→ **About this task**
Starting at the line that contains "Target: car roof", restate every line word for word through the end of the entries.

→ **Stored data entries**
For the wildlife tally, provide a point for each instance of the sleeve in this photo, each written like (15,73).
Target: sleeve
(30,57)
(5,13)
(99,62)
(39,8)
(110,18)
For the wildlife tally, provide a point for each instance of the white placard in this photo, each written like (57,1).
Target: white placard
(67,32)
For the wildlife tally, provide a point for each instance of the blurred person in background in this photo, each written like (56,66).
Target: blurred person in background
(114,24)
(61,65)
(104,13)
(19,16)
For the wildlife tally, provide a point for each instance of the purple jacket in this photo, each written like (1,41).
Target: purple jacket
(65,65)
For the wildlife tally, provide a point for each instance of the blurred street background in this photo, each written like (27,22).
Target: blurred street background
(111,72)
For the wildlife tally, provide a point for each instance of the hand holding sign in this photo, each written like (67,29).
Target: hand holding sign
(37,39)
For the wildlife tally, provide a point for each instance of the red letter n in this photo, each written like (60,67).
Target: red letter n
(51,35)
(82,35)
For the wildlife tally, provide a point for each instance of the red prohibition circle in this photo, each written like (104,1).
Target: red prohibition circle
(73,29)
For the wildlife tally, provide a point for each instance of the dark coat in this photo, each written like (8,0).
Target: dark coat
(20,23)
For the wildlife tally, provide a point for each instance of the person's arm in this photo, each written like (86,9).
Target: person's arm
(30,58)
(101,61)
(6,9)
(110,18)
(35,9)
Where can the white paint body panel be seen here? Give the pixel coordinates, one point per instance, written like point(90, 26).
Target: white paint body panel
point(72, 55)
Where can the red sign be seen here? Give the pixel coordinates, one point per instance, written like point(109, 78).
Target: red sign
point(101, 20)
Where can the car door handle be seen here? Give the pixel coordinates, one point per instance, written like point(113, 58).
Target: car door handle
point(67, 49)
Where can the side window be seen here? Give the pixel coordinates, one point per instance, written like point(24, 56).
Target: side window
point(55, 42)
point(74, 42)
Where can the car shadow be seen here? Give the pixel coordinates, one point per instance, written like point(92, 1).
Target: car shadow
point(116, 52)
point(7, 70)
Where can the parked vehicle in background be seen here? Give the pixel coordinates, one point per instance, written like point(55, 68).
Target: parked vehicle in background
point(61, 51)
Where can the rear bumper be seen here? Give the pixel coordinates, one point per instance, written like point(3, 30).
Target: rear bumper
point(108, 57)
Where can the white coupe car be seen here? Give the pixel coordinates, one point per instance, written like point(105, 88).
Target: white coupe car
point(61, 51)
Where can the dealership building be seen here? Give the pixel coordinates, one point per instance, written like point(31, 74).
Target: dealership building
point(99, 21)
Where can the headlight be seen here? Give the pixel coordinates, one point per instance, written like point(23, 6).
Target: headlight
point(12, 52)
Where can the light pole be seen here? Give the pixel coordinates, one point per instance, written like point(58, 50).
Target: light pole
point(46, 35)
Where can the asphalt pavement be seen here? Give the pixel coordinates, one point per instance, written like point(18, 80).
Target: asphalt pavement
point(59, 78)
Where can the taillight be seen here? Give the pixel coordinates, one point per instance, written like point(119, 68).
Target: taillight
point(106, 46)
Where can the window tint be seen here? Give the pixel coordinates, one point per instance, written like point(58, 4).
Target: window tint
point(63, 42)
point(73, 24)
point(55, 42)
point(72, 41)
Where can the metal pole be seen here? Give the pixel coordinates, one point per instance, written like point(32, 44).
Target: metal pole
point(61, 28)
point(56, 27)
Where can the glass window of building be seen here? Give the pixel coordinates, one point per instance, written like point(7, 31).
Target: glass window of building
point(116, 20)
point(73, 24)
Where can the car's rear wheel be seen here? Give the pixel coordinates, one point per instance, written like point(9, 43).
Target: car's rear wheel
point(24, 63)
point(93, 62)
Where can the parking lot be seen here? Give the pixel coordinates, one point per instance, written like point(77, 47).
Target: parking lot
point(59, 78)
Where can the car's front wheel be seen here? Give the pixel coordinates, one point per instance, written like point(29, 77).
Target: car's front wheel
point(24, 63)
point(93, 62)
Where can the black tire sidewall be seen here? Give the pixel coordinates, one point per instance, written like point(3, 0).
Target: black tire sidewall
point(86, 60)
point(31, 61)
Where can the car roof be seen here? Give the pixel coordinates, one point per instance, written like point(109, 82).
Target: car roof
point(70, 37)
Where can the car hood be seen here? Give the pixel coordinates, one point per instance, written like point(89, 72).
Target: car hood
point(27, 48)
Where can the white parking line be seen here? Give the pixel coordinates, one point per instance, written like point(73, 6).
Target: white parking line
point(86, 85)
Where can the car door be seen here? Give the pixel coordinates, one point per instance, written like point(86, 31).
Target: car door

→ **Written solution**
Target: car roof
point(70, 37)
Where can the car hood be seen here? Give the pixel coordinates, one point per instance, written like point(89, 72).
Target: car hood
point(27, 48)
Where can the white parking line be seen here? Give the pixel coordinates, one point per instance, written like point(73, 6).
Target: white parking line
point(86, 85)
Where can the car door be seen here? Give the pixel coordinates, one point per instance, written like point(86, 31).
Target: car door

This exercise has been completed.